===== Material to process =====

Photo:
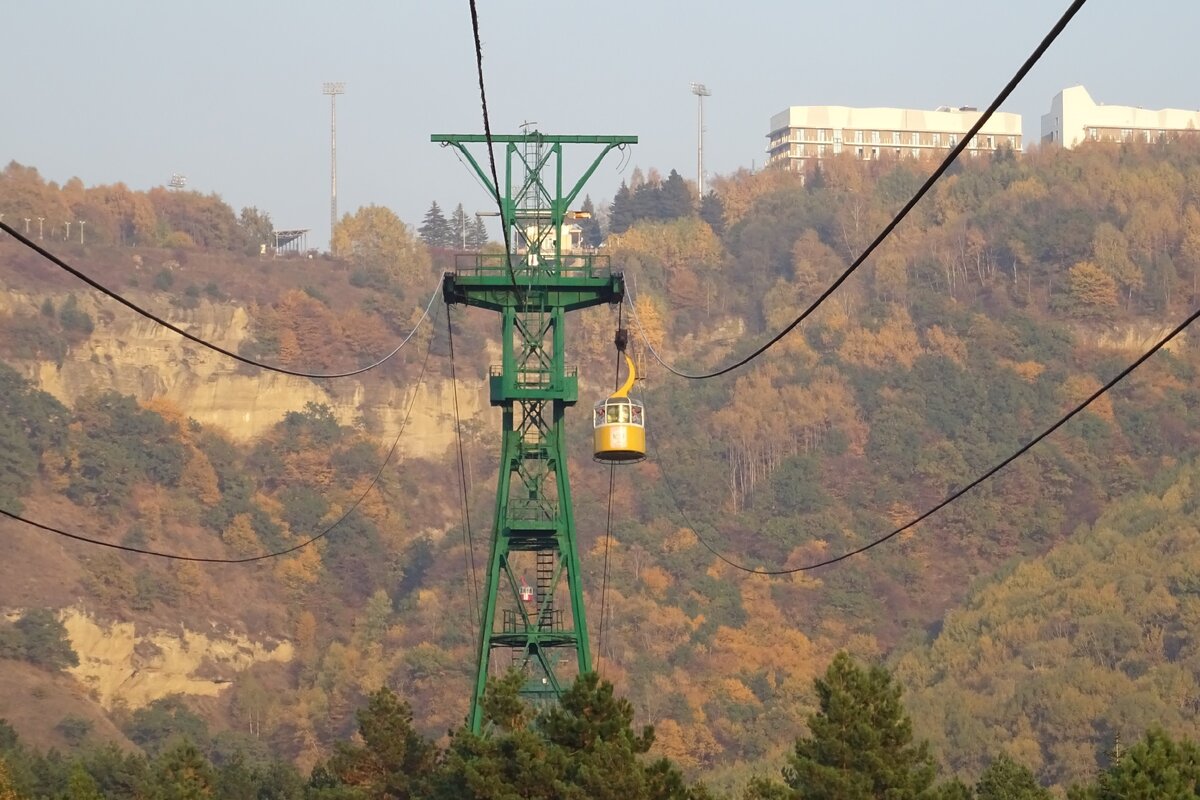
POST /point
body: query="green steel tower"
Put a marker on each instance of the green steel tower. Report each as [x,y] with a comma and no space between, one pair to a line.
[533,288]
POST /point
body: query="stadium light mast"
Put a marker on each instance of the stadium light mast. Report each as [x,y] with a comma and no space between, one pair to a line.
[333,88]
[701,92]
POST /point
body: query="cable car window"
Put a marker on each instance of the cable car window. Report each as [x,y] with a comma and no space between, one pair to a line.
[618,414]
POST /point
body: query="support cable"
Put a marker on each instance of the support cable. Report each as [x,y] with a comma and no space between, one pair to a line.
[191,337]
[327,531]
[1024,449]
[491,156]
[904,211]
[607,524]
[465,506]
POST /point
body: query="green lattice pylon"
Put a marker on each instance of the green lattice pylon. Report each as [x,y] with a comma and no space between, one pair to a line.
[533,288]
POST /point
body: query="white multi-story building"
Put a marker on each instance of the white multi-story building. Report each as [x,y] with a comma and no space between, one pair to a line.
[1074,118]
[805,133]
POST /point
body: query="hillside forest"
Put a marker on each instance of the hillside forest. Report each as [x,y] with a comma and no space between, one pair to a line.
[1042,623]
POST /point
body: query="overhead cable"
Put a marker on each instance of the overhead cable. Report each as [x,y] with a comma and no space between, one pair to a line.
[1024,449]
[491,156]
[607,524]
[249,559]
[468,537]
[191,337]
[904,212]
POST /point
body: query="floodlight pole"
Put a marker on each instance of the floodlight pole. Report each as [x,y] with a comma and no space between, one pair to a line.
[701,92]
[333,88]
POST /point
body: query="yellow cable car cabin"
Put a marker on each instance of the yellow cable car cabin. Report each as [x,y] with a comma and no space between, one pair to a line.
[619,422]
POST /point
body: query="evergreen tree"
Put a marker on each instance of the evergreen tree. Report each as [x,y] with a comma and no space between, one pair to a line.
[675,198]
[457,229]
[861,745]
[647,203]
[712,210]
[394,761]
[621,216]
[1007,780]
[1157,768]
[81,786]
[477,235]
[435,230]
[592,234]
[183,774]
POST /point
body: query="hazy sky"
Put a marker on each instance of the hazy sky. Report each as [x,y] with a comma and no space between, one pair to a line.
[228,91]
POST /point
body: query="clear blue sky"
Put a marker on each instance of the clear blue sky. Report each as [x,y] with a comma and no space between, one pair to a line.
[228,91]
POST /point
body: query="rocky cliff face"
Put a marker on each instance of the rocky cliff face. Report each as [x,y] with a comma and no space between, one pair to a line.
[136,356]
[120,665]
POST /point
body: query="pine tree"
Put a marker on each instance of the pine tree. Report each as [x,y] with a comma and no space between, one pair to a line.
[1157,768]
[712,210]
[621,217]
[676,198]
[457,228]
[435,230]
[1007,780]
[861,740]
[477,235]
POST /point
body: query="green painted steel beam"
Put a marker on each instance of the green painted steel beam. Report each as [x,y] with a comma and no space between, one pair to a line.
[533,288]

=====

__Work to be completed__.
State only the number of lines in the material above that contain the string "hillside". Treat uppercase and lowercase letters as distinct.

__Written answer__.
2